- [設定課題]
「the beige carpet.」を含む行からデータの最後の行までを、空行を除き各行を一つの文字列とするJSONリストとして書き表しなさい。画像は含めないこと。

- [記録データ]
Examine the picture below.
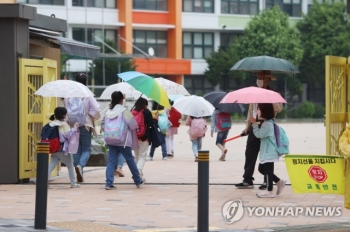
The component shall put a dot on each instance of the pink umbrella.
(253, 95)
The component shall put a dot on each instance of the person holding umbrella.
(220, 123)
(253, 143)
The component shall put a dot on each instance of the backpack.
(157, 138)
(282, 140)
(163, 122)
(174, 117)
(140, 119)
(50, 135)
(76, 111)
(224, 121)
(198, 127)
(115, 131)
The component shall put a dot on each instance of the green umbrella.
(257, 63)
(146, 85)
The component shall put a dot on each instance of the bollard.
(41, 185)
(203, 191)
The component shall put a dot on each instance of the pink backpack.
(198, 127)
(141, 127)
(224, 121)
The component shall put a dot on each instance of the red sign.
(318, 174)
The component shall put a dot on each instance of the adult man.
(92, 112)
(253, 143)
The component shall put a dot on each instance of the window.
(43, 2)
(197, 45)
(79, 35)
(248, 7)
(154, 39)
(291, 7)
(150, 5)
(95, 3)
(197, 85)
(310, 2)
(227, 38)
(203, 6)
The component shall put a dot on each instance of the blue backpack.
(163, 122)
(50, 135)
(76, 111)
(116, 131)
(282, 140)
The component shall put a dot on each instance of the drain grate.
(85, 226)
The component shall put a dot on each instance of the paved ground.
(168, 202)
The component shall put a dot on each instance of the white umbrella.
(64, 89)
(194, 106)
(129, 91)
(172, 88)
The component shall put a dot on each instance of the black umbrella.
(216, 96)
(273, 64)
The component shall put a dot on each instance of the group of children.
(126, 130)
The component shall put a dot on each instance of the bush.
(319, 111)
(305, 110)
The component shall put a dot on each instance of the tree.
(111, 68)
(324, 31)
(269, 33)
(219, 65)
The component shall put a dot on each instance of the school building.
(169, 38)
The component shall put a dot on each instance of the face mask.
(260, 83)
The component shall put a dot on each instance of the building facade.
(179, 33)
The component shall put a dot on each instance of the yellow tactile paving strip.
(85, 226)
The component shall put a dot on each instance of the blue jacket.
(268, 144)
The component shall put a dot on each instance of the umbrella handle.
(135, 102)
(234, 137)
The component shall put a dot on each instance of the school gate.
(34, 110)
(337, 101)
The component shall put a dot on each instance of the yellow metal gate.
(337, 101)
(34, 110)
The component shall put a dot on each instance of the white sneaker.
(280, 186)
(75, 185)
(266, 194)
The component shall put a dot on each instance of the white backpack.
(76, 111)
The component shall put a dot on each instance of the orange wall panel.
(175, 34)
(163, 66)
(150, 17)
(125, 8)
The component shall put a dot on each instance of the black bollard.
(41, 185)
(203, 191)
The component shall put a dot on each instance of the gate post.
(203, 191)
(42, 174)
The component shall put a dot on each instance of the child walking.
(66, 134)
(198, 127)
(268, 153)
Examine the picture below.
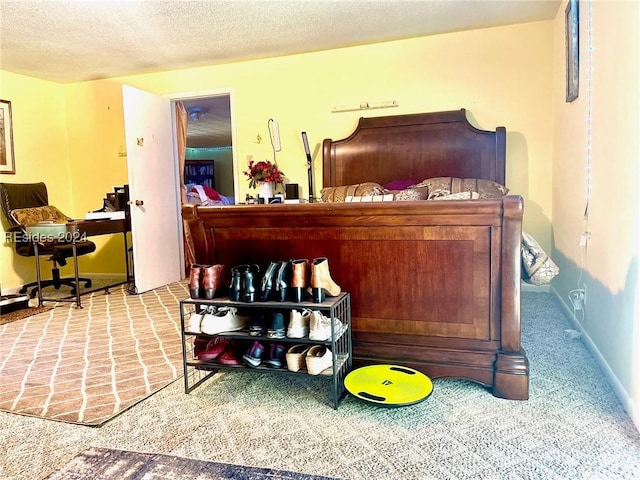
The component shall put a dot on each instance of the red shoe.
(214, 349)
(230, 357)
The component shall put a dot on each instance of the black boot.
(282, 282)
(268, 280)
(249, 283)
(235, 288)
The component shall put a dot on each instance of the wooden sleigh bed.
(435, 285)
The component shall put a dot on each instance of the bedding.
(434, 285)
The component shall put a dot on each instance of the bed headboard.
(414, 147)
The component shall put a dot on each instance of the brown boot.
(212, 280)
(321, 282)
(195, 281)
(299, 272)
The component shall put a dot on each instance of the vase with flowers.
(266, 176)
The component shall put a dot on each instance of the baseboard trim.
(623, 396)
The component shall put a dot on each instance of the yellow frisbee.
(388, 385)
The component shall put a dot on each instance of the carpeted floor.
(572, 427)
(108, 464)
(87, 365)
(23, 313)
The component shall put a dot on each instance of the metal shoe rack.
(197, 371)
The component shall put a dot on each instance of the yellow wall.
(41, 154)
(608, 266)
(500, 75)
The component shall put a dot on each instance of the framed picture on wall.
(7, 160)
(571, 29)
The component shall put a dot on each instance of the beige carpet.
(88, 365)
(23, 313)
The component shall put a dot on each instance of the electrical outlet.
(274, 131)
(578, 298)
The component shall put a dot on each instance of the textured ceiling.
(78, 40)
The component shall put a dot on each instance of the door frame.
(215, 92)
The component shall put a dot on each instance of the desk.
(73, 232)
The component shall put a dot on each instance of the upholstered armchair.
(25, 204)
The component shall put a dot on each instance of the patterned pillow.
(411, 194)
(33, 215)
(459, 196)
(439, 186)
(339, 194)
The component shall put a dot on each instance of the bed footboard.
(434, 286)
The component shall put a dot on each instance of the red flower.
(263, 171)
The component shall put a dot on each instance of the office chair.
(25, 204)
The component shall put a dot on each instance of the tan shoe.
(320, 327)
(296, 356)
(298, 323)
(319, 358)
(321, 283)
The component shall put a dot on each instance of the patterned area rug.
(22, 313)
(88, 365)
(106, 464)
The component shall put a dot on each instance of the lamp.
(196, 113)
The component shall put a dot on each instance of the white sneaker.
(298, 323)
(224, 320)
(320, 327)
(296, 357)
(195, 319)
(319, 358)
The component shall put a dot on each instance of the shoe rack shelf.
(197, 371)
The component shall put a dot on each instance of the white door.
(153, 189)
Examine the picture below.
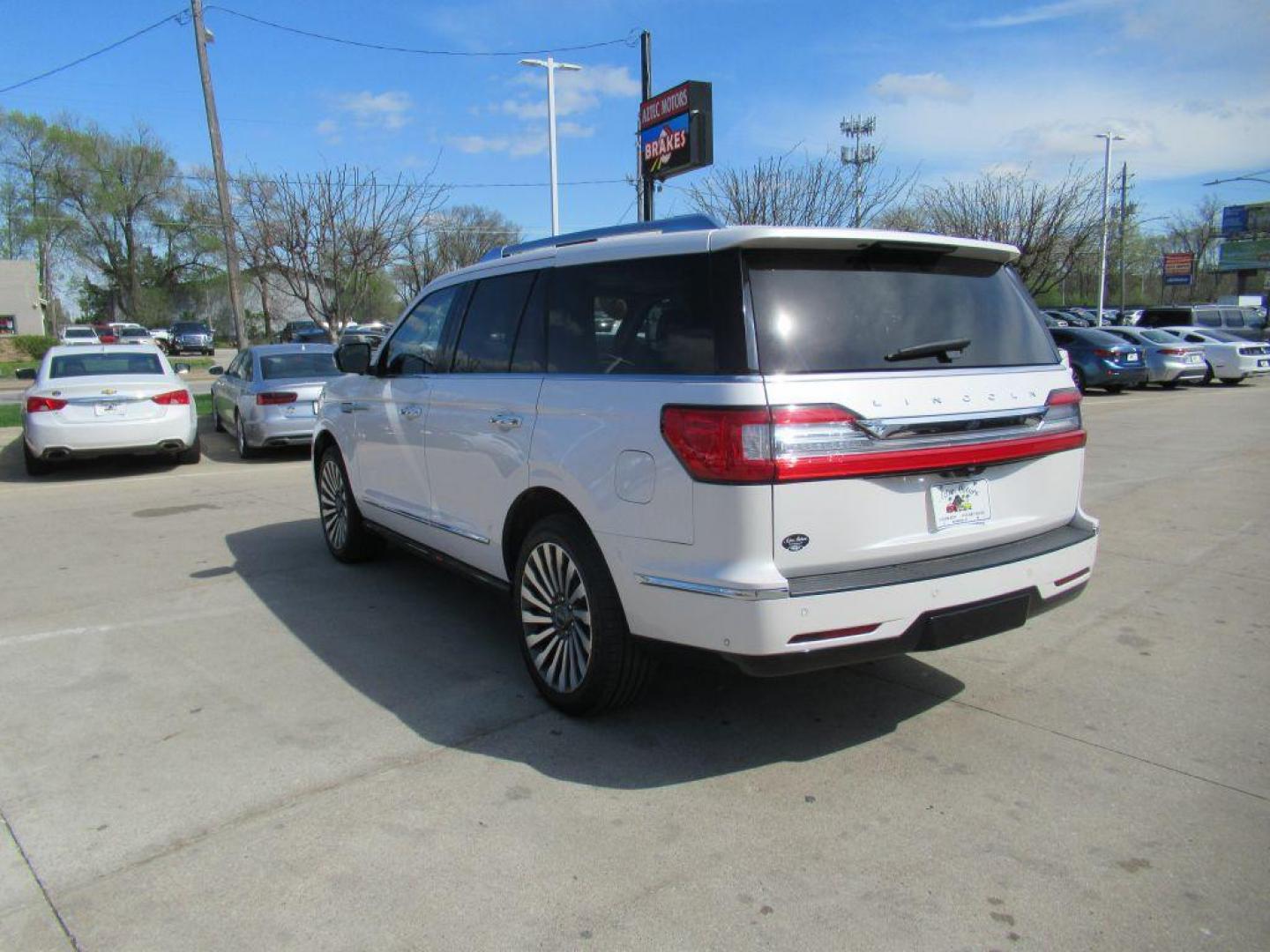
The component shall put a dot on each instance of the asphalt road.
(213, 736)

- [課題解答]
[
  "The component shall put a dot on each instance of the beige carpet.",
  "(88, 365)",
  "(23, 313)",
  "The component shall put a dot on each instance of the electrical outlet.",
  "(274, 131)",
  "(578, 298)",
  "The component shall put a dot on each instance of the textured ceiling.",
  "(78, 40)",
  "The component shall put a dot on each instance of the door frame.",
  "(215, 92)",
  "The component shall put a dot on each instance of the desk.",
  "(73, 232)",
  "The component shall put a dot on each instance of the upholstered armchair.",
  "(25, 204)",
  "The component shall put a dot on each instance of the patterned pillow.",
  "(411, 194)",
  "(33, 215)",
  "(459, 196)",
  "(439, 186)",
  "(339, 194)",
  "The component shall put a dot on each instance of the bed footboard.",
  "(434, 286)",
  "The component shall put a dot on each instance of the red flower.",
  "(263, 171)",
  "The component shall put a dot on each instance of the office chair.",
  "(25, 204)",
  "The component shall put a dot on each instance of the tan shoe.",
  "(320, 327)",
  "(296, 356)",
  "(298, 323)",
  "(319, 358)",
  "(321, 283)",
  "The component shall put a dot on each instance of the patterned area rug.",
  "(22, 313)",
  "(88, 365)",
  "(106, 464)",
  "The component shall put a dot on each instance of the lamp.",
  "(196, 113)",
  "The component shall put a dot on each instance of the white sneaker.",
  "(298, 323)",
  "(224, 320)",
  "(320, 327)",
  "(296, 357)",
  "(195, 319)",
  "(319, 358)",
  "The component shall put a dot on each instance of the shoe rack shelf.",
  "(197, 371)",
  "The component shall put a dot on each instance of the white door.",
  "(153, 189)",
  "Examine the picture below.",
  "The component shall put a dot on each instance of the asphalt road.",
  "(213, 736)"
]